● Exercise brief
Can you rewrite every line of the records below as a Markdown table with the columns Row and Line? Number each row, skip blank lines, and leave the pictures out.

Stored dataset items
** Start **

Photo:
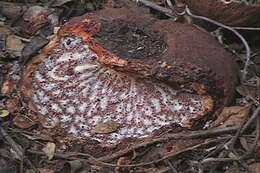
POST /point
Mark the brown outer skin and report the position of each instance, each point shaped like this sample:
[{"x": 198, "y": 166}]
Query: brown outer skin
[
  {"x": 193, "y": 57},
  {"x": 231, "y": 14}
]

** End **

● Written reply
| Row | Line |
|---|---|
| 1 | Photo: |
| 2 | POST /point |
| 3 | Mark the brown outer skin and report the position of each instance, each point shaped like this sample: |
| 4 | [{"x": 198, "y": 166}] |
| 5 | Query: brown outer skin |
| 6 | [ |
| 7 |   {"x": 193, "y": 57}, |
| 8 |   {"x": 231, "y": 14} |
| 9 | ] |